» Opdracht a: Typ een deel van het fragment over het implementatiewetsvoorstel woord voor woord over: begin bij de woorden "Tot slot heeft" en stop na "van het implementatiewetsvoorstel.".

» Gekozen fragment:
"""

Ook het oordeel van het HvJ dat automatische indexatie niet mag leiden tot verlaging van het minimumloon heeft geen gevolgen. Want dit is in Nederland al geldende wetgeving.2

Tot slot heeft het HvJ verduidelijkt dat inzet op hogere cao-dekking niet mag worden gelezen als dat ook het aandeel vakbondsleden omhoog moet. Dit was al de Nederlandse interpretatie van de Richtlijn bij het opstellen van het implementatiewetsvoorstel.

Het implementatiewetsvoorstel dient zo spoedig mogelijk geïmplementeerd te worden. De implementatie had namelijk al op 15 november 2024 moeten plaatsvinden. Door het in stemming laten brengen van het voorliggende implementatiewetsvoorstel bij uw Kamer wordt voldaan aan de implementatieplicht om zo spoedig mogelijk te implementeren.

Gelet op de verstreken implementatiedeadline kan de Europese Commissie een formele infractieprocedure starten met eventuele sancties tot gevolg. Gelet hierop wil ik uw Kamer verzoeken om bij de voorbereiding van haar agenda rekening te houden met het belang van spoedige stemming over dit implementatiewetsvoorstel.

De Minister van Sociale Zaken en Werkgelegenheid, M.L.J. Paul


X Noot
1

Kamerstuk 36 545, nr. G.

X Noot
2

Zie artikel 14, vierde lid, van de Wet minimumloon en minimumvakantiebijslag.

"""

» Aangeleverd materiaal:

"""

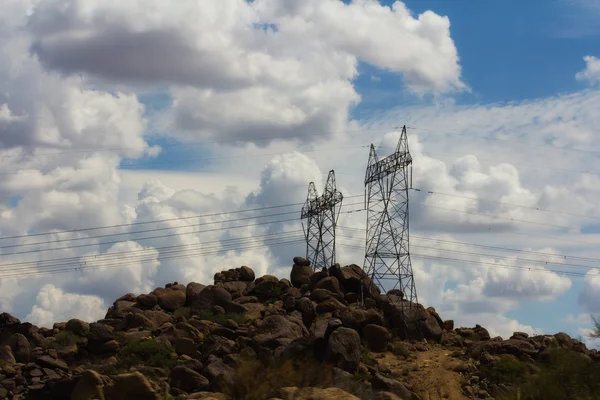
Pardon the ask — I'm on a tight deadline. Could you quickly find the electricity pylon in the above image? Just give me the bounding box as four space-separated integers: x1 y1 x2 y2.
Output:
363 126 418 338
301 170 344 271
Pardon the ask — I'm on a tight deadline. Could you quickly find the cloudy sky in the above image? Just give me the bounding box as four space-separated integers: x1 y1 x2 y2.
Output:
0 0 600 345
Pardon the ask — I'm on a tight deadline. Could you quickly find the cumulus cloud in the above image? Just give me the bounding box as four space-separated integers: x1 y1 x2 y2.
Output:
28 0 465 145
25 285 106 328
579 268 600 313
575 56 600 85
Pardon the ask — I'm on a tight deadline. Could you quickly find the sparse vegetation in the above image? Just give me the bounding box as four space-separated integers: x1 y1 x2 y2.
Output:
590 315 600 339
390 341 410 358
196 312 248 325
97 338 177 375
173 308 191 320
481 354 527 385
42 331 86 350
226 359 333 400
500 349 600 400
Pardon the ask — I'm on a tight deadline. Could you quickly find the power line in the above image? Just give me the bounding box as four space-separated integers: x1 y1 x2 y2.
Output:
0 230 302 271
338 226 600 262
407 126 600 154
0 204 366 256
339 244 600 278
0 127 398 159
0 238 304 280
0 230 303 273
426 190 600 219
0 145 368 176
0 195 363 240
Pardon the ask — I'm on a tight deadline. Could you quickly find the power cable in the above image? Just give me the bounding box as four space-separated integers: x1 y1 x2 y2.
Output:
0 195 363 240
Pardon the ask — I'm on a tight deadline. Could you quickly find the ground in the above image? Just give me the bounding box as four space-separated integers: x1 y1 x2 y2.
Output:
375 344 468 400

"""

» Opdracht b: Zet de regels uit de records om naar een JSON-lijst van strings, één per regel, zonder lege regels. Begin bij de regel met "the power line" en ga door tot en met het einde van de records.

» Eindantwoord a:
Tot slot heeft het HvJ verduidelijkt dat inzet op hogere cao-dekking niet mag worden gelezen als dat ook het aandeel vakbondsleden omhoog moet. Dit was al de Nederlandse interpretatie van de Richtlijn bij het opstellen van het implementatiewetsvoorstel.

» Eindantwoord b:
[
  "Pardon the ask — I'm on a tight deadline. Could you quickly find the power line in the above image? Just give me the bounding box as four space-separated integers: x1 y1 x2 y2.",
  "Output:",
  "0 230 302 271",
  "338 226 600 262",
  "407 126 600 154",
  "0 204 366 256",
  "339 244 600 278",
  "0 127 398 159",
  "0 238 304 280",
  "0 230 303 273",
  "426 190 600 219",
  "0 145 368 176",
  "0 195 363 240",
  "Pardon the ask — I'm on a tight deadline. Could you quickly find the power cable in the above image? Just give me the bounding box as four space-separated integers: x1 y1 x2 y2.",
  "Output:",
  "0 195 363 240",
  "Pardon the ask — I'm on a tight deadline. Could you quickly find the ground in the above image? Just give me the bounding box as four space-separated integers: x1 y1 x2 y2.",
  "Output:",
  "375 344 468 400"
]